─── Provided text ───

J.Orthopaedics 2010;7(3)e2


knee arthroplasty; peripheral nerve block; complications; nursing


Peripheral nerve blockade (PNB) for total knee arthroplasty decreases pain, motor function, and proprioception in the involved limb. It has been reported to lessen postoperative use of narcotics and their attendant side effects [1,2,3], lower pain scores [2,4], speed recovery [2,4,5], and lower costs [6] but may give rise to serious complications [7]. Nerve injuries are uncommon with use of ultrasound guidance and nerve stimulation to increase the anatomic and physiologic accuracy of injection [7,8].   Other complications have been described uncommonly. 

We report three patients that sustained falls with complete traumatic wound dehiscence within hours of successful administration of PNB for TKA.  This unanticipated complication of new technology has been reported by others in small numbers [7-9].   Possible causes and methods of avoiding this severe complication are discussed.

Materials and Methods:

Three patients of 222 had falls with complete wound dehiscence following TKA. For the first 9 months of our experience (105 patients) continuous femoral nerve block (FNB) by pump with an indwelling catheter was used.  During the following 10 months (117 patients) a single-dose sciatic nerve block (SNB) was added to address posterior pain [10, 11].  Preoperatively, informed consent was obtained and all patients were carefully instructed that they must not ambulate after surgery until otherwise instructed.

Ultrasound and electrical stimulation confirmed that the catheter was properly placed near and not in the femoral nerve. A constant infusion of  0.2% ropivacaine was administered at a rate of 6 ml/hr by commercial external pump designed for this purpose.  The catheter was left in place the day of surgery and through the first postoperative day.  The rate was adjusted down to 2 ml/hr at the nurse’s discretion. Supplemental parenteral and/or oral narcotic medication was provided as necessary.

When SNB was used, the sciatic nerve was identified approximately 15 cm proximal to the posterior knee. Ultrasound and electrical stimulation were used as above to guide a single preoperative 20 ml injection of 0.25% bupivacaine .

───

**Task set**
A – Reproduce the part of the passage on nerve blockade for knee arthroplasty starting with "We report three" and going on through "until otherwise instructed.".
B – For each statement, say whether it agrees with the passage on nerve blockade for knee arthroplasty, answering yes or no and quoting the words that decide it. (i) Three of the 222 patients fell and had complete wound dehiscence after TKA. (ii) The femoral catheter was removed at the end of the day of surgery. (iii) The sciatic nerve block was given as an injection of ropivacaine.
C – Summarize the passage on nerve blockade for knee arthroplasty in two sentences.

─── Dataset records ───

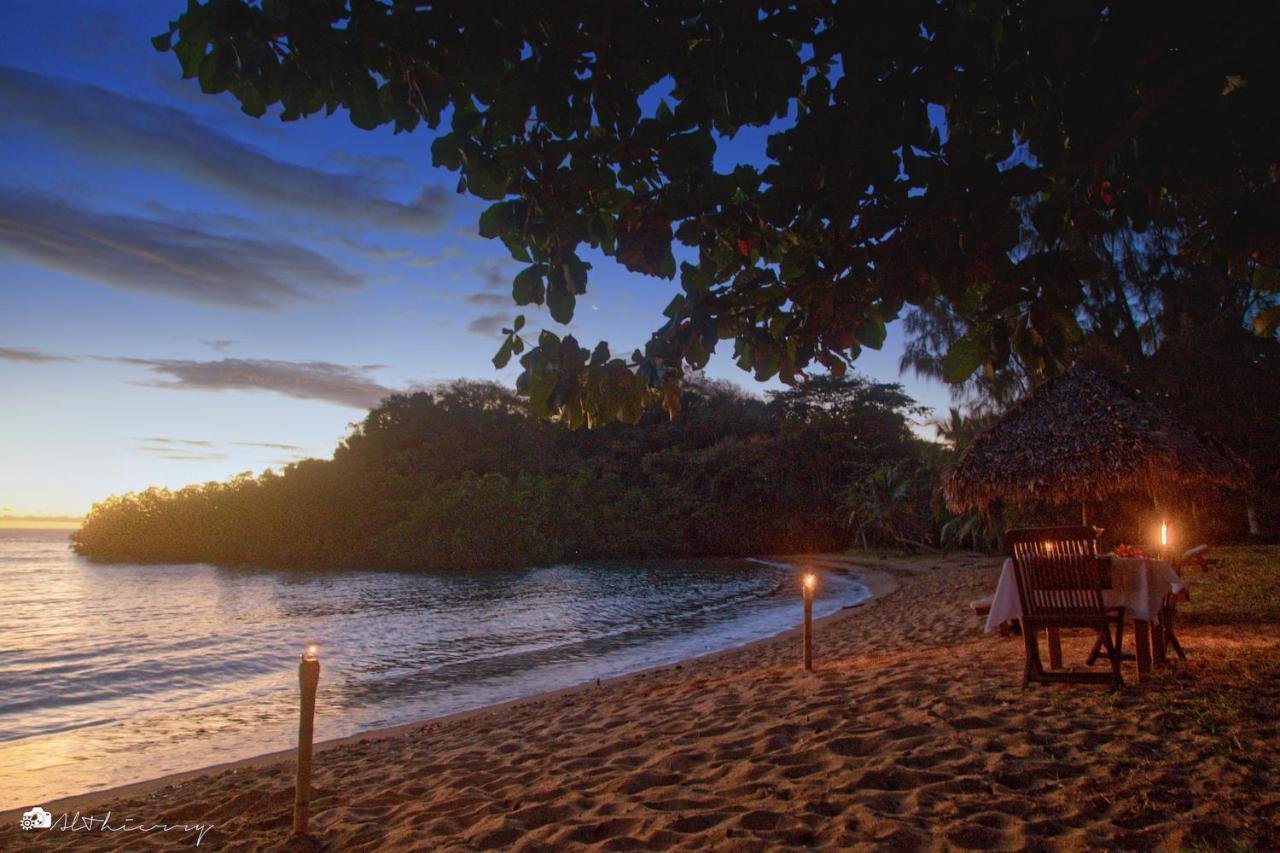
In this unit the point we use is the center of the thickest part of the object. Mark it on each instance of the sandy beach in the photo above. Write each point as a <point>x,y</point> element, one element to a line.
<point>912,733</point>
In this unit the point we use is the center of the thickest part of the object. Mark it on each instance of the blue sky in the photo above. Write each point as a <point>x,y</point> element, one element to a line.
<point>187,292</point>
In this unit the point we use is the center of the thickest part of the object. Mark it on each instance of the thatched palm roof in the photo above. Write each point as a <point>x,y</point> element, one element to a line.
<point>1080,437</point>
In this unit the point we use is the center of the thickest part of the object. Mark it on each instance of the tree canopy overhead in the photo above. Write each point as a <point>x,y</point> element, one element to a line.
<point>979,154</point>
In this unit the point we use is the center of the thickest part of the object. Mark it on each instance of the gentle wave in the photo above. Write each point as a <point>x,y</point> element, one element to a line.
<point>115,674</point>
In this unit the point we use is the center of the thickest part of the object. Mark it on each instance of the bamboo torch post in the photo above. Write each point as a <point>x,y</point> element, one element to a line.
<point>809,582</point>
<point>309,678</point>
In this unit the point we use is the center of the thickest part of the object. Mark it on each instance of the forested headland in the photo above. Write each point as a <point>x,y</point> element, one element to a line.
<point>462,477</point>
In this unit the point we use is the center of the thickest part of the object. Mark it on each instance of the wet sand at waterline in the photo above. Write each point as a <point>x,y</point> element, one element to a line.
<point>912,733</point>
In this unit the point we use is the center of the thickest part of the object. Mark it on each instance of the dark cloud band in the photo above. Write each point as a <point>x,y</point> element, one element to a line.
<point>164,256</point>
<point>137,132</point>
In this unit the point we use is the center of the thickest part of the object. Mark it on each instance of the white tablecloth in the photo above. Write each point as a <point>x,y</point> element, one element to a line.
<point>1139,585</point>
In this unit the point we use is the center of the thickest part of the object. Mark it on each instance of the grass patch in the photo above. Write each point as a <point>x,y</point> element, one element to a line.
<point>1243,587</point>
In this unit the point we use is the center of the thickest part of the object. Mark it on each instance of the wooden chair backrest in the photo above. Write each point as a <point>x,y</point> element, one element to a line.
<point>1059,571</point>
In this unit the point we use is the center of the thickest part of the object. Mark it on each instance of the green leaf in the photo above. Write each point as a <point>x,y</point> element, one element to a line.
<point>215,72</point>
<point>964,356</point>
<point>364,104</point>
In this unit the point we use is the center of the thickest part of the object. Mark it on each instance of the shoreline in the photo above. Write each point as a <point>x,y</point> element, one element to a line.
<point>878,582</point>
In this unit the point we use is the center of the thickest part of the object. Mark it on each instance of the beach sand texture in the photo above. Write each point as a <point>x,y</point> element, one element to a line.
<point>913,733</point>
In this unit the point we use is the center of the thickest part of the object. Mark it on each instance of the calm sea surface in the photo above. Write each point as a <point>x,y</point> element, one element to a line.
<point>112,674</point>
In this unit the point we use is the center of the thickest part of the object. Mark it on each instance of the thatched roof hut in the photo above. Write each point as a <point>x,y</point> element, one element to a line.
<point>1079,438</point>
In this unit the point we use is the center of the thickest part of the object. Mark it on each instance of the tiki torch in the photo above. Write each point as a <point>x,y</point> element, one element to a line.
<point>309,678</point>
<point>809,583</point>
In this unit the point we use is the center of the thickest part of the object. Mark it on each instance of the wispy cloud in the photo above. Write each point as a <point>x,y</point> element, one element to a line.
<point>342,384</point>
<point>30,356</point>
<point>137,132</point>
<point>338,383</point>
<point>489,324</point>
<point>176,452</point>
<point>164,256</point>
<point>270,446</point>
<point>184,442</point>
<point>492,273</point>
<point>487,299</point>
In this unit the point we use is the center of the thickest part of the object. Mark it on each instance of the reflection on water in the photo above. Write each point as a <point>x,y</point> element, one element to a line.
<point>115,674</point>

───

**Solutions per task**
A –
We report three patients that sustained falls with complete traumatic wound dehiscence within hours of successful administration of PNB for TKA.  This unanticipated complication of new technology has been reported by others in small numbers [7-9].   Possible causes and methods of avoiding this severe complication are discussed.

Materials and Methods:

Three patients of 222 had falls with complete wound dehiscence following TKA. For the first 9 months of our experience (105 patients) continuous femoral nerve block (FNB) by pump with an indwelling catheter was used.  During the following 10 months (117 patients) a single-dose sciatic nerve block (SNB) was added to address posterior pain [10, 11].  Preoperatively, informed consent was obtained and all patients were carefully instructed that they must not ambulate after surgery until otherwise instructed.

B –
(i) Yes: "Three patients of 222 had falls with complete wound dehiscence following TKA."
(ii) No: "The catheter was left in place the day of surgery and through the first postoperative day."
(iii) No: "a single preoperative 20 ml injection of 0.25% bupivacaine"

C – Peripheral nerve blockade for total knee arthroplasty decreases pain and lessens postoperative narcotic use but may cause serious complications, and the authors report three patients who fell and had complete traumatic wound dehiscence within hours of the block. Of 222 patients, the first 105 received a continuous femoral nerve block through an indwelling catheter and pump, and the next 117 also received a single-dose sciatic nerve block, with ultrasound and electrical stimulation used to guide placement.